Problem details —
Look below for the line containing "Can you see the door handle?". Output it and each remaining line of the entries exactly, and nothing else.

Material for the task —
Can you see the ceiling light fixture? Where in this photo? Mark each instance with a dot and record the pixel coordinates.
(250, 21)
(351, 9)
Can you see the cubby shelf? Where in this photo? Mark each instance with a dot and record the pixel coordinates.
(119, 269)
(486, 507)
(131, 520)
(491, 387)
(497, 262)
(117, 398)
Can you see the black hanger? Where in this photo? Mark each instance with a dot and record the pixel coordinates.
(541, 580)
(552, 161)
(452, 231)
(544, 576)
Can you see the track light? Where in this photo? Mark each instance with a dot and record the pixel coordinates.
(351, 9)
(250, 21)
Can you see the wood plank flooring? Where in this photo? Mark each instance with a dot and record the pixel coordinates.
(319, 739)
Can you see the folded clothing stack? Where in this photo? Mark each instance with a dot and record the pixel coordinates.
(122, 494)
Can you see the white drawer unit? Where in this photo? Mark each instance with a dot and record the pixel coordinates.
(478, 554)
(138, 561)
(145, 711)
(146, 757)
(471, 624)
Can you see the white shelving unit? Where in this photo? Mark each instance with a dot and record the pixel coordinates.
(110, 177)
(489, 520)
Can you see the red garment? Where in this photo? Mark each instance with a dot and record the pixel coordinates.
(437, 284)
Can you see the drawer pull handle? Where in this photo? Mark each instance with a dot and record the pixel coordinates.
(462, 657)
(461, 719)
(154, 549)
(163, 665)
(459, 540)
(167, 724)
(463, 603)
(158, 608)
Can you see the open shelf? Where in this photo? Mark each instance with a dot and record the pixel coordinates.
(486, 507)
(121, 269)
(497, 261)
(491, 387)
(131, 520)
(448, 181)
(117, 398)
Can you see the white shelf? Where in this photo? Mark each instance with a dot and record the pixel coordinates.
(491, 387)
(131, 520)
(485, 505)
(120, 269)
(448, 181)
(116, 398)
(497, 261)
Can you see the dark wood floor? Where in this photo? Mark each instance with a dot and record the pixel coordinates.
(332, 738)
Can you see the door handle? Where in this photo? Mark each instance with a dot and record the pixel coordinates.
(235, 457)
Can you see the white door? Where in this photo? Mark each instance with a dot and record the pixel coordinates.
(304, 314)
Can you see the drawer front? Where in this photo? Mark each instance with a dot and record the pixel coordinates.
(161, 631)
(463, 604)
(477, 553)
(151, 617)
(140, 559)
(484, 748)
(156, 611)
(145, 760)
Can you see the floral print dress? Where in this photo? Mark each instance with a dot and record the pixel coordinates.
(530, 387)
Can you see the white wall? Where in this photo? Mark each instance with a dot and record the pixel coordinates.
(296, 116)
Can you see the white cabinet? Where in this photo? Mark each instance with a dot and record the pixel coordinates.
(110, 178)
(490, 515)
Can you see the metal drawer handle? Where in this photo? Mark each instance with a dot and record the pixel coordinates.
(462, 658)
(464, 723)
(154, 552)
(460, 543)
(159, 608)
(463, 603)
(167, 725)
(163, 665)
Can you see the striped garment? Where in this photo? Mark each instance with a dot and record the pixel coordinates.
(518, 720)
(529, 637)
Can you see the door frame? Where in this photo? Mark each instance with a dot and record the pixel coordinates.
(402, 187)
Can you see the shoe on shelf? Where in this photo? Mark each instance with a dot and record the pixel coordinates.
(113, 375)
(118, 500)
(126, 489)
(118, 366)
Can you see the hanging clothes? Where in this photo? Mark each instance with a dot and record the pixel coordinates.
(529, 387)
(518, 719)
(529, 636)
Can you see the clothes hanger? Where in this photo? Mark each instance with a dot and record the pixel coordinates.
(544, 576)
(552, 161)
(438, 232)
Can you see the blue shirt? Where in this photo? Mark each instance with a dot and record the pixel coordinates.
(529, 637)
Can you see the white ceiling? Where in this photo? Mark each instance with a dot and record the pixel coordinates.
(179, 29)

Response to this exercise —
Can you see the door handle? Where in this photo? Mark each instance with a dot and record the pixel coordinates.
(235, 457)
Can you see the white door? Where in this photo? Mark each instance with a dot and record the pixel coordinates.
(304, 314)
Can you see the drawer front? Where in this photo? Mark each instance with a dot and record the pixel coordinates.
(161, 631)
(463, 604)
(477, 553)
(151, 617)
(140, 559)
(484, 748)
(156, 611)
(145, 760)
Can you see the floral print dress? Where in this photo? Mark each instance with a dot and record the pixel coordinates.
(530, 387)
Can you see the white wall? Where in this photo? Mark each instance with a dot and record the pixel coordinates.
(296, 116)
Can you see the white cabinet? Where in this photo? Mark each instance with a dot and record the pixel coordinates.
(110, 178)
(490, 515)
Can you see the metal drawer handle? Where in this photo? Mark each instance with a dot and record the pixel coordinates.
(462, 658)
(464, 723)
(154, 552)
(460, 543)
(159, 608)
(463, 603)
(167, 725)
(163, 665)
Can you see the striped garment? Where in this photo? Mark each instance with a dot and record the pixel coordinates.
(518, 720)
(529, 637)
Can you see the door frame? Where in this photo? Mark each instance with a dot and record the pixel coordinates.
(402, 187)
Can you see the shoe on shelf? Where in this photo? Mark each instance with a dot and record the pixel coordinates.
(113, 375)
(118, 500)
(126, 489)
(118, 366)
Can you see the hanging clothes? Where in this photo? Mark each instance with a dot and record the pixel coordinates.
(529, 387)
(518, 719)
(529, 636)
Can you see the clothes hanger? Where in this photo? Mark each instance with a dot and record the pixel coordinates.
(544, 576)
(552, 161)
(438, 232)
Can you see the blue shirt? Where in this photo? Mark each instance with a dot and record the pixel coordinates.
(529, 637)
Can you see the white ceiling? Where in this photo? Mark each instance with a dot and record the pixel coordinates.
(179, 29)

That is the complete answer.